Von der Freundlichkeit der Welt

Manfred Bofinger 1941-2006 Es gibt unter den Zehntausenden von Bildern Bofingers das eine: es zeigt einen Jungen, der seine Mütze mit der rechten, mit der linken Hand den ...

Es gibt unter den Zehntausenden von Bildern Bofingers das eine: es zeigt einen Jungen, der seine Mütze mit der rechten, mit der linken Hand den Globus hält, auf dem er durch das Weltall reitet mit Lachen und Staunen. Es ist das namenlose Kind in uns allen, das leicht und nebenher die Galaxien durchstreift, die nach der Kindheit den Träumen vorbehalten bleiben. Die Hoffnung, die der in Sepia gehaltene Druck mit der Jahreszahl 1980 weitergibt, ist historisch. Dass die Welt einem ganz begehbar ist inzwischen, ist selbstverständlich geworden wie Hunger und Gewalt, die in 25 Jahren nicht weniger geworden sind in der Welt. Und auch das Sterben ist uns geblieben, um einen fruchtlosen Streit bereichert, der aus dem Tod eine Angelegenheit von Verwaltungsbehörden macht. Der humanistische Grund, der Sterben von Leben als Bewusstseinsvorgang nicht trennt, versandet unter einer Debatte, in deren Kielwasser das Sterben zum Marktsegment ausgebaut wird, getestet in Jahrhunderten auf der Schattenseite der Welt, die in der Sonne verdorrt. Dem politischen Zeichner hat auch das keine Ruhe gelassen. Noch der Terror hat seine komischen Kollateralschäden, die den Satiriker zur Kritik an den Zuständen verpflichten.

[Daten zur Koordinatenbeschriftung]
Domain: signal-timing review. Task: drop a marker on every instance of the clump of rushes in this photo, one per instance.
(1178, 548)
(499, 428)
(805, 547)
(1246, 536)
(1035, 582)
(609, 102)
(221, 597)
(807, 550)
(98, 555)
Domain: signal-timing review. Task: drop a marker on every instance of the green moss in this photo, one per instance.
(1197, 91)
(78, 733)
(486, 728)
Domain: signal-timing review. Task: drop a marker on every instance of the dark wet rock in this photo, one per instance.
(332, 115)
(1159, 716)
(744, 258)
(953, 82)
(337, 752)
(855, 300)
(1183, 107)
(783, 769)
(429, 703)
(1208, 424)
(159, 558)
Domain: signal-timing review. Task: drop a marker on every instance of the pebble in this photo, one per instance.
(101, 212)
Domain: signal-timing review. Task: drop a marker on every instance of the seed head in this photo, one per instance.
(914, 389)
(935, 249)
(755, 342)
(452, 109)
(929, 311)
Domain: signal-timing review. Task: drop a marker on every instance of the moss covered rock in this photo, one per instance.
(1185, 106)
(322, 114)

**Übungsaufgaben**.
- A) Fasse im Text über Manfred Bofinger den vollständigen Absatz, der mit „Es gibt unter den Zehntausenden von Bildern“ beginnt und mit „zur Kritik an den Zuständen verpflichten“ endet, als kurze Liste zusammen. Die wesentlichen Aussagen sollen erhalten bleiben.
- B) In welchem Farbton ist nach dem Text über Manfred Bofinger der Druck mit der Jahreszahl 1980 gehalten?
- C) Führe den Text über Manfred Bofinger im selben Ton weiter und setze nach seinem letzten Satz ein.

**Lösungen**.
- A)
- Unter Bofingers Zehntausenden von Bildern zeigt ein Sepiadruck von 1980 einen Jungen. Er hält Mütze und Globus und reitet lachend und staunend auf dem Globus durch das Weltall.
- Der Junge steht für das namenlose Kind in uns allen, das die Galaxien durchstreift. Nach der Kindheit bleiben diese Galaxien den Träumen vorbehalten.
- Die Hoffnung des Drucks ist historisch. Die Welt ist heute selbstverständlich ganz begehbar, doch Hunger und Gewalt sind in 25 Jahren nicht weniger geworden.
- Auch das Sterben ist geblieben. Hinzugekommen ist ein fruchtloser Streit, der den Tod zu einer Angelegenheit von Verwaltungsbehörden macht und in dessen Kielwasser das Sterben zum Marktsegment ausgebaut wird.
- Das ließ dem politischen Zeichner keine Ruhe. Selbst der Terror hat komische Kollateralschäden, die den Satiriker zur Kritik an den Zuständen verpflichten.

- B) In Sepia.

- C)
Bofingers Arbeit, seit aus dem Kind, das er war, das Zeichentalent ausbrach, eine Arbeit, die in der Hauptsache Arbeit am Kind und für Kinder war, hat in Regionen des politischen Witzblatts, das ihn für Generationen populär machen sollte, die Geste des Spiels eingebracht, das den ideologischen Kern jeder Konfrontation auflöst mit Lachen und Staunen. Einem Kind kannst du nichts vormachen, es kommt alles zurück. Die Vierfingerhand und die drei rasende Bewegung bezeugenden Striche verweisen auf das Jahrhundert des Comics, seine schlichte sozialistische Episode. Die Insignien des Kindes auf dem Erdball: Mütze, Kniestrümpfe, kurze Hosen, das Mondgesicht im Profil nach vorne (links) gerichtet, der Sternenfächer ringsum, wie das Kind die Nudeln aus der Suppe auf dem Tisch ausbreitet und sich den Himmel dahinter aus dem Tischtuch denkt, zitieren ohne es zu wollen den überstrapazierten Benjamin, der den Engel der Geschichte als einen Geopferten sah: die Flügel ausgespannt, die Augen, die er im Sturm des Fortschritts, der aus dem Vergangnen in die Zukunft weht durch uns, nicht schließen kann, starren ins Vergangene. Bofinger zeigt einen Jungen, statt Flügeln hat er Hosenträger. Die Sorge, das Geringste zu versäumen und seine Mütze nicht zu verlieren - im erwartungsvoll konzentrierten Blick, den ein vor Aufregung gespannter Mund in Punkt und Komma bündelt, zu entdecken - zeigen die Motive des Fortschritts Neugier und Pragmatismus.

So sehen wir den Engel ostdeutscher Kindheit an, der es nicht immer leicht gehabt hat, der aber, dank auch des Opfers anderer, nicht sterblicher Engel, mehr Freundlichkeit in die Welt tragen konnte und mehr Freundlichkeit erfuhr. Einen Großteil dieser Freundlichkeit verdanken wir Manfred Bofinger. Ein Jahr hat er als Partner unerhörter Monologe auf Komastationen verbracht, eine Passage des Abschieds, wie wir jetzt wissen. Nun steht er in Dialog mit den Vorfahren seiner Gattung, die Kunst und eingreifendes Denken verbindet, länger als wir leben. Wen er schließlich hinterlässt, ist anhand seiner Verwandten nicht zu zählen. Die Leser seiner Bilder wissen, wovon einer unter ihnen spricht: "Manfred deine malkunst Gefalen mir ser ich habe nemlich ein buch von dir."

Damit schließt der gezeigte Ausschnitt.